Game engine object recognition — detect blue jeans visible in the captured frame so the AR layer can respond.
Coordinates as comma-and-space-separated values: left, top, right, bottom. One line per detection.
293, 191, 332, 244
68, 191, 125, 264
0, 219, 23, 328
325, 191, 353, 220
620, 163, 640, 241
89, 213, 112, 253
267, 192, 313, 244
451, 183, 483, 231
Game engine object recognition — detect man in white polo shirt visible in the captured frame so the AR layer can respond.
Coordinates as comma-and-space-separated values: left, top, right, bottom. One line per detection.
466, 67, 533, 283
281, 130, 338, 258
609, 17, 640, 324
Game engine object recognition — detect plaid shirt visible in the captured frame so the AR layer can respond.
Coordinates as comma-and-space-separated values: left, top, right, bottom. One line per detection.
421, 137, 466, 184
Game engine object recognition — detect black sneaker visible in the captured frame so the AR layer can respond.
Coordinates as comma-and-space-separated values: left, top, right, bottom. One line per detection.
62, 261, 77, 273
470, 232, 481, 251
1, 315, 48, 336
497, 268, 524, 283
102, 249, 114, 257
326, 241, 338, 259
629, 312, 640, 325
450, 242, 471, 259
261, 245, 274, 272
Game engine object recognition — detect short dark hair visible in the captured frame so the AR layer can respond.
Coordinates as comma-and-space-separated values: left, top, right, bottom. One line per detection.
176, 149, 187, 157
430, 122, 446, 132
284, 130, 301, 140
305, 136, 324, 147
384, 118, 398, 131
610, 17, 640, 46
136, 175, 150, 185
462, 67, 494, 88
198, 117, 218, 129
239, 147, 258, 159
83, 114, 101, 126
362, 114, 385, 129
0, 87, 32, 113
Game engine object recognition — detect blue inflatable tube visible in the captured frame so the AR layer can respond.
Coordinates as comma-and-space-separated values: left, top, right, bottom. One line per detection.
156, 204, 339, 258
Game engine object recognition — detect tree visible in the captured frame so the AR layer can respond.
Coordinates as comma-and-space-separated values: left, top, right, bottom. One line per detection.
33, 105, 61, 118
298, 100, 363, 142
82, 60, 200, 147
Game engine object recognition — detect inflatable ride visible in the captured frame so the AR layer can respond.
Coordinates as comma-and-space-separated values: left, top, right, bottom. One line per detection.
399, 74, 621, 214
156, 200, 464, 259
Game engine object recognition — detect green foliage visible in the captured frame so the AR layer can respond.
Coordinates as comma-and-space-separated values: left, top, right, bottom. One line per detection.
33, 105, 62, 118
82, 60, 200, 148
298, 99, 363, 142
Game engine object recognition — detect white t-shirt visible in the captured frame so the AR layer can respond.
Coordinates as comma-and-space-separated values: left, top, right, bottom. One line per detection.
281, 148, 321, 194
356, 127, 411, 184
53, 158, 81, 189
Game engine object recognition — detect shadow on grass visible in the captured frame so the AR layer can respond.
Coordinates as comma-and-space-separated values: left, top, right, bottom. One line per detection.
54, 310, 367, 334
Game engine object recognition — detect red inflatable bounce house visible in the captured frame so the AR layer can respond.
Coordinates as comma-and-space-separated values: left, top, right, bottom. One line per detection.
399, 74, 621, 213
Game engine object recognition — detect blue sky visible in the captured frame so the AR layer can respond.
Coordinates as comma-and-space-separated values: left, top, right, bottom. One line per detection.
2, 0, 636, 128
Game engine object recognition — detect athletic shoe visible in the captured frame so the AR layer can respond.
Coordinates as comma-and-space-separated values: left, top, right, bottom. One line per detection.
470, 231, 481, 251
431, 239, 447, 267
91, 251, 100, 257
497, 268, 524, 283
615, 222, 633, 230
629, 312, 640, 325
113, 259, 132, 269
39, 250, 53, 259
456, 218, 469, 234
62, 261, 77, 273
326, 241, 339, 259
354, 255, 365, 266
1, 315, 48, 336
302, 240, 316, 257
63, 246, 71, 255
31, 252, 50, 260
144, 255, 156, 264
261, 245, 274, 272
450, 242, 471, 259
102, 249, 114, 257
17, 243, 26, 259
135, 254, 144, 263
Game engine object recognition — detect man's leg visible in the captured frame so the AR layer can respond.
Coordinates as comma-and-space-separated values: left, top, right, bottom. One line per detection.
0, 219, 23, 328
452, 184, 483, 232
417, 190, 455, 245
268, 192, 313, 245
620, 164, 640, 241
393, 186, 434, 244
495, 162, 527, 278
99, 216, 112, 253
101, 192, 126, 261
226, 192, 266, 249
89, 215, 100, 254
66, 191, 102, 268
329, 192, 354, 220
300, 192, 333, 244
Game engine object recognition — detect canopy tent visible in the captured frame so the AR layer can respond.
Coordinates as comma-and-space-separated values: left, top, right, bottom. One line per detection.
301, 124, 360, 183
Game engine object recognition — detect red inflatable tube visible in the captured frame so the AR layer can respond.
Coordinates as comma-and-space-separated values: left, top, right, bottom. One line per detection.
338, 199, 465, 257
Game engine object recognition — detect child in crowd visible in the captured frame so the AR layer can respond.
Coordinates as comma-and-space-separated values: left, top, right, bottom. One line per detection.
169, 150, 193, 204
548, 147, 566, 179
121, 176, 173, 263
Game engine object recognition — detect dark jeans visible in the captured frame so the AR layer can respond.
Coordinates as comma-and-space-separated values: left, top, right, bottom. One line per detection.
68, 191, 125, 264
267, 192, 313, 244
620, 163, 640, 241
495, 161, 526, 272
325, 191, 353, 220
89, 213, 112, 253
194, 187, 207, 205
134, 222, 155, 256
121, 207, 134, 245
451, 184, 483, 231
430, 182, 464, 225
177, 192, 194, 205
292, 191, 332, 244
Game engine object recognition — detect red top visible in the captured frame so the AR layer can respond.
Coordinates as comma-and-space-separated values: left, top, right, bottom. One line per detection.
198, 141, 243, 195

# What needs to be done:
Restate every line of the listing word for word.

# Solution for this exercise:
Game engine object recognition — detect blue jeans visible in the captured frame so the AR layer can respond.
Coordinates as comma-and-space-separated values: left, top, right, bottom. One line per detection.
293, 191, 332, 244
68, 191, 125, 264
0, 219, 23, 328
325, 191, 353, 220
620, 163, 640, 241
89, 213, 112, 253
267, 192, 313, 244
451, 183, 483, 231
Game engine object recognition — detect man in white polo shirt visible in the captured frame so the AR layer can respond.
Coordinates as comma-and-space-separated values: left, top, right, bottom. One line per detection.
466, 67, 533, 283
281, 130, 338, 258
609, 17, 640, 324
Game engine object recognition — detect plaid shirt visible in the captured frame so the AR layer can respond.
Coordinates as comma-and-space-separated values: left, top, right, bottom. One line per detection.
421, 137, 466, 184
Game engine object recognition — detect black sneaker visible in the captured frame so the AR layer can respond.
Coordinates as comma-and-space-separated values: left, top, right, bottom. One line per detection.
62, 261, 77, 273
470, 232, 481, 251
1, 315, 48, 336
497, 268, 524, 283
102, 249, 114, 257
326, 241, 338, 259
629, 312, 640, 325
450, 242, 471, 259
261, 245, 274, 272
Game engine object recognition — detect short dark hair visible in the captured frame so the AR layer can respond.
Coordinates as comma-and-space-separated values: left, top, right, bottom. One line per detection.
176, 149, 187, 157
430, 122, 446, 132
284, 130, 301, 140
305, 136, 324, 147
384, 118, 398, 131
610, 17, 640, 46
136, 175, 150, 185
462, 67, 494, 88
198, 117, 218, 129
239, 147, 258, 159
83, 114, 101, 126
362, 114, 385, 129
0, 87, 32, 113
Game engine object recognition — detect blue inflatable tube visible in the captured frame so the AR layer can respond.
Coordinates as comma-and-space-separated values: left, top, right, bottom. One line per detection.
156, 204, 339, 258
Game engine object recognition — detect tree visible in the captured frame so the AR layer can respond.
Coordinates as comma-and-space-separated values: left, top, right, bottom. One line per detection.
33, 105, 61, 118
298, 100, 363, 142
82, 60, 200, 147
Game engine object recognition — detect inflatable ride visible in the captured frame so the AR layer can respond.
Coordinates as comma-and-space-separated values: left, top, right, bottom. One line per detection.
399, 74, 621, 214
156, 200, 464, 259
Game engine object recognition — detect green foliage visible in the captured frame so the AR layer can respond.
Coordinates as comma-and-space-separated values: left, top, right, bottom. One line per detection.
33, 105, 62, 118
82, 60, 200, 148
298, 99, 363, 142
Game engine object recognition — detect white t-shirt visible in the captured frame so the AR layer can respond.
Coordinates as comma-and-space-separated values: left, top, right, bottom. One line per detection.
281, 148, 321, 194
356, 127, 411, 184
53, 158, 81, 189
Game engine object recognition — detect shadow on grass visible in the captured frame so the AR layer can respond.
Coordinates as comma-and-space-separated values: left, top, right, bottom. One line per detection.
54, 310, 367, 334
Game engine object recognition — detect red inflatable bounce house visible in the captured frame so the AR layer can respond.
Coordinates as comma-and-space-separated values: left, top, right, bottom. One line per detection.
399, 74, 621, 213
Game engine object recognition — detect blue sky visible in the captured frame so the AR layer can respond.
Coordinates as comma-and-space-separated values: left, top, right, bottom. One line per detection.
2, 0, 636, 128
Game engine object recognition — detect athletic shoe visible in the captured frame so the AR layer can respond.
Coordinates as comma-and-space-separated values: left, top, right, bottom. One line per detection.
470, 231, 481, 251
431, 239, 447, 267
91, 251, 100, 257
497, 268, 524, 283
615, 222, 633, 230
629, 312, 640, 325
113, 259, 132, 269
39, 250, 53, 259
456, 218, 469, 234
62, 261, 77, 273
326, 241, 339, 259
354, 255, 365, 266
1, 315, 48, 336
302, 240, 316, 257
63, 246, 71, 255
31, 252, 50, 260
144, 255, 156, 264
261, 245, 274, 272
450, 242, 471, 259
102, 249, 114, 257
17, 243, 26, 259
135, 254, 144, 263
Game engine object recognition — detect man's leg visible in the captured frame so the AR layer can respond.
Coordinates as comma-and-space-separated values: left, top, right, bottom. One line per detection.
0, 219, 23, 328
452, 184, 483, 232
417, 190, 455, 245
268, 192, 313, 245
620, 164, 640, 241
393, 186, 434, 244
495, 162, 527, 278
99, 216, 112, 253
101, 192, 126, 261
226, 192, 266, 249
89, 215, 100, 254
66, 191, 102, 268
329, 192, 354, 220
300, 192, 333, 244
Game engine object recognition — detect canopy tent visible in the captured frame so the AR layer can respond.
Coordinates as comma-and-space-separated values: left, top, right, bottom. One line per detection.
301, 124, 360, 183
Game engine object recognition — detect red inflatable tube visible in the captured frame so the AR layer can respond.
Coordinates as comma-and-space-separated values: left, top, right, bottom. One line per detection.
338, 199, 465, 257
Game engine object recognition — detect child in crowd visible in the captured frame so the AR layer can respond.
Coordinates as comma-and-space-separated values: left, top, right, bottom. One line per detection.
169, 150, 193, 204
548, 147, 566, 179
121, 176, 173, 263
Game engine object recognition — detect dark jeans visible in the captured frame so the AR layer can respond.
Coordinates as comma-and-space-separated values: left, top, right, bottom. One line per detection.
68, 191, 125, 264
267, 192, 313, 244
620, 163, 640, 241
495, 161, 526, 272
325, 191, 353, 220
89, 213, 112, 253
194, 187, 207, 205
134, 222, 155, 256
121, 207, 134, 245
451, 184, 483, 231
430, 182, 464, 225
177, 192, 194, 205
292, 191, 332, 244
Game engine object recognition — detect red top visible in the captured frame so the AR layer can respond.
Coordinates as comma-and-space-separated values: left, top, right, bottom. One line per detection.
198, 141, 243, 195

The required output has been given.